Skip to main content

Notice

Please note that most of the software linked on this forum is likely to be safe to use. If you are unsure, feel free to ask in the relevant topics, or send a private message to an administrator or moderator. To help curb the problems of false positives, or in the event that you do find actual malware, you can contribute through the article linked here.
Topic: Statistics For Abx (Read 36177 times) previous topic - next topic
0 Members and 1 Guest are viewing this topic.

Statistics For Abx

Reply #75
I still don't see the problem.

The listener can decide to stop at any in-between point, and true, there is a problem that he may be able to optimize his strategy and choose the best in-between point to stop at.  However, the overall type 1 risk can never be greater than 0.05.

Right now, stopping at trial 19 is the only time the overall alpha is greater (0.0495) than stopping at a look point (0.0492).  So if I was a betting man and knew that all my guess were random, I'd stop on trial 19.  One can eliminate this problem by eliminating trial 19 as a stopping point, though.  And then the look points become the most advantageous places to stop.

ff123

Statistics For Abx

Reply #76
Quote
The listener can decide to stop at any in-between point, and true, there is a problem that he may be able to optimize his strategy and choose the best in-between point to stop at. However, the overall type 1 risk can never be greater than 0.05.
Sorry, my statistical background is very limited: What is "the overall type 1 risk"?

Quote
Right now, stopping at trial 19 is the only time the overall alpha is greater (0.0495) than stopping at a look point (0.0492). So if I was a betting man and knew that all my guess were random, I'd stop on trial 19. One can eliminate this problem by eliminating trial 19 as a stopping point, though. And then the look points become the most advantageous places to stop.
These numbers (0.0492 and 0.0495) are not what I'm talking about. They assume that the listener terminates the test at the corresponding time, but none of them is his best choice. His optimal strategy would be to choose his stop point dynamically, depending on his previous results.

Example: User has scored 13/18. His best choice is to stop at trial 19 (winning probability LookPVal2(Array(1), Array(1))=0.5) instead of completing the whole 28-test (LookPVal2(Array(4, 7), Array(5, 10))=0.255859375).
On the other hand, if his score is 10/18, he is forced to complete the whole test, as this is his only possibility to win.

What we have calculated before is only true, when the listener is forced to take the trials up to next look-point.

Statistics For Abx

Reply #77
Overall type 1 risk = overall alpha.  The probability that a person could achieve a certain score given that he is randomly choosing X, and further given that he chooses to stop the test at a look point if the number correct are as shown, and further given that he chooses to stop at the in-between point in question.

So the probability that a listener could achieve 14 of 19 given all of the above is 0.0495.

The current optimum strategy for a listener is to:

1. Always stop at look points 6, 12, and 18 if his scores meet the overall alpha.

2. Stop at trial 19 if he has 13 of 18

3. Otherwise, continue and stop at lookpoint 23

4. If he can't stop at lookpoint 23, continue to the end (trial 28).

···

● Stated problem A: Copy the entries word for word, from their first line through the line containing "x=365, y=358", including both of those lines.
● Stated problem B: Resume the ABX statistics thread, picking up right after its final line.
The entries that follow have no connection to the ABX statistics thread.

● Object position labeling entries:

···

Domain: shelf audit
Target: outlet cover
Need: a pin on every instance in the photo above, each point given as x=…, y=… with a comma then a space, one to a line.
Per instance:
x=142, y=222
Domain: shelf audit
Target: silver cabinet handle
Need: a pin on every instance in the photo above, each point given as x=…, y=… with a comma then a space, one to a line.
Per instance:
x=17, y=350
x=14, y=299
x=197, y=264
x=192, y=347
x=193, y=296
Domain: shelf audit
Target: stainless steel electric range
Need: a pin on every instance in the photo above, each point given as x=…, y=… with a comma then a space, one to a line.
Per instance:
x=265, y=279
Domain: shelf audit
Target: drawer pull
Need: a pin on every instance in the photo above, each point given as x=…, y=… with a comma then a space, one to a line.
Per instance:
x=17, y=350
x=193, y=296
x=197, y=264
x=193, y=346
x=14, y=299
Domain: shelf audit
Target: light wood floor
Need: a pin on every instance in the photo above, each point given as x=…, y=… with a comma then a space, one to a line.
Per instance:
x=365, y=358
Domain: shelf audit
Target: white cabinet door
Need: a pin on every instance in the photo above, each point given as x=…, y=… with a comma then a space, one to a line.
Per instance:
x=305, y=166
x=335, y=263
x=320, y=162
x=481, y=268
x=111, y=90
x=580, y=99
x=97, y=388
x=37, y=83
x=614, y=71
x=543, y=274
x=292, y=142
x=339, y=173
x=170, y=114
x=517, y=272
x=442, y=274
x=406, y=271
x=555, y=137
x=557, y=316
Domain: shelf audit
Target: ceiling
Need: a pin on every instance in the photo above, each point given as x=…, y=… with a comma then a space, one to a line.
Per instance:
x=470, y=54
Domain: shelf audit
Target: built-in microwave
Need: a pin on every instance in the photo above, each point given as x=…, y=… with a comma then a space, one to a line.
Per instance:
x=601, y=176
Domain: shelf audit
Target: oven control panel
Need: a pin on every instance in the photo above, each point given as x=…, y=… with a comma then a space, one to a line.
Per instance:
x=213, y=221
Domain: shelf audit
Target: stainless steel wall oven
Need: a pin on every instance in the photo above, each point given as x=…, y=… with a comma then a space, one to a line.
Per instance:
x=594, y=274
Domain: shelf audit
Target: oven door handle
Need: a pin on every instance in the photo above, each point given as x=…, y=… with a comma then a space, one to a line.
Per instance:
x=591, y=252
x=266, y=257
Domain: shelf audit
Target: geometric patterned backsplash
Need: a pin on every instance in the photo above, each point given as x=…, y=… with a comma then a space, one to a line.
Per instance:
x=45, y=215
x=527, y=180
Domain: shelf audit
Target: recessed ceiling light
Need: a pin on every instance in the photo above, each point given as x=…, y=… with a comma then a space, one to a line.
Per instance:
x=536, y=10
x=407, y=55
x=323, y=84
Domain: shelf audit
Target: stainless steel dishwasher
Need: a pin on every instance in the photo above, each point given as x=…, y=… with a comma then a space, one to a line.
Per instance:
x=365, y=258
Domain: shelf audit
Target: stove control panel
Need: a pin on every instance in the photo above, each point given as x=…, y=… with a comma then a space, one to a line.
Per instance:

···

● Task answer A:
Domain: shelf audit
Target: outlet cover
Need: a pin on every instance in the photo above, each point given as x=…, y=… with a comma then a space, one to a line.
Per instance:
x=142, y=222
Domain: shelf audit
Target: silver cabinet handle
Need: a pin on every instance in the photo above, each point given as x=…, y=… with a comma then a space, one to a line.
Per instance:
x=17, y=350
x=14, y=299
x=197, y=264
x=192, y=347
x=193, y=296
Domain: shelf audit
Target: stainless steel electric range
Need: a pin on every instance in the photo above, each point given as x=…, y=… with a comma then a space, one to a line.
Per instance:
x=265, y=279
Domain: shelf audit
Target: drawer pull
Need: a pin on every instance in the photo above, each point given as x=…, y=… with a comma then a space, one to a line.
Per instance:
x=17, y=350
x=193, y=296
x=197, y=264
x=193, y=346
x=14, y=299
Domain: shelf audit
Target: light wood floor
Need: a pin on every instance in the photo above, each point given as x=…, y=… with a comma then a space, one to a line.
Per instance:
x=365, y=358

● Task answer B:
ff123

Edit:  If the listener is not allowed to stop at trial 19, then the optimum strategy becomes:

1. Always stop at a lookpoint if you can, or when forced to stop at trial 28.

Statistics For Abx

Reply #78
Quote
The current optimum strategy for a listener is to:

1. Always stop at look points 6, 12, and 18 if his scores meet the overall alpha.

2. Stop at trial 19 if he has 13 of 18

3. Otherwise, continue and stop at lookpoint 23

4. If he can't stop at lookpoint 23, continue to the end (trial 28).
I'm afraid it's not that simple.

Another example: 16/23. His best choice is to stop at trial 25 (winning probability LookPVal2(Array(2), Array(2))=0.25) instead of completing the test (LookPVal2(Array(4), Array(5))=0.1875)

There might be more, I don't know.

Statistics For Abx

Reply #79
Looks like

If one has 12/18, it is optimum to stop at trial 22.
If one has 9 of 12, it is optimum to stop at trial 14.
If one has 8 of 12, it is optimum to stop at trial 17.
If one has 5 of 6, it is optimum to stop at trial 8.
If one has 4 of 6, it is optimum to stop at trial 11.

But even if the listener chooses the non-optimum strategy and stops at different in-between points, the overall alpha remains < 0.05.

ff123

Statistics For Abx

Reply #80
Quote
If one has 12/18, it is optimum to stop at trial 22.
If one has 9 of 12, it is optimum to stop at trial 14.
If one has 8 of 12, it is optimum to stop at trial 17.
If one has 5 of 6, it is optimum to stop at trial 8.
If one has 4 of 6, it is optimum to stop at trial 11.
Have you calculated each step? (I mean, have you compared all reasonable strategies at each of those trials?) Then we have already 7 problematic in-between looks.

Quote
But even if the listener chooses the non-optimum strategy and stops at different in-between points, the overall alpha remains < 0.05.
What is your non-optimum strategy? The problem is, what happens, if he uses an optimal strategy, i.e. stops at all points listed above? He plays stronger than 0.049155, maybe even stronger than 0.05.

Statistics For Abx

Reply #81
Quote
What is your non-optimum strategy? The problem is, what happens, if he uses an optimal strategy, i.e. stops at all points listed above? He plays stronger than 0.049155, maybe even stronger than 0.05.

Ah, I think I finally see what you're getting at.  The corrected simulation would have a listener with 13 of 18 stop at 14 of 19, for example, rather than waiting until trial 23 to stop.  That's an added wrinkle.

Well, that would take some time for me to code up.

ff123

Statistics For Abx

Reply #82
Probably the best solution is to disallow stop points if the optimum strategy does not lead to stopping at a look point.

So that would mean eliminating:

trials 1-4, 8, 11, 14, 17, and 22 as stop points.

I need to verify, though.

ff123

Edit:  Oh no, that's probably not enough.  I need to eliminate all suboptimal stop points as well, which are still better than stopping at a look point.  I'll look at this tonight, then.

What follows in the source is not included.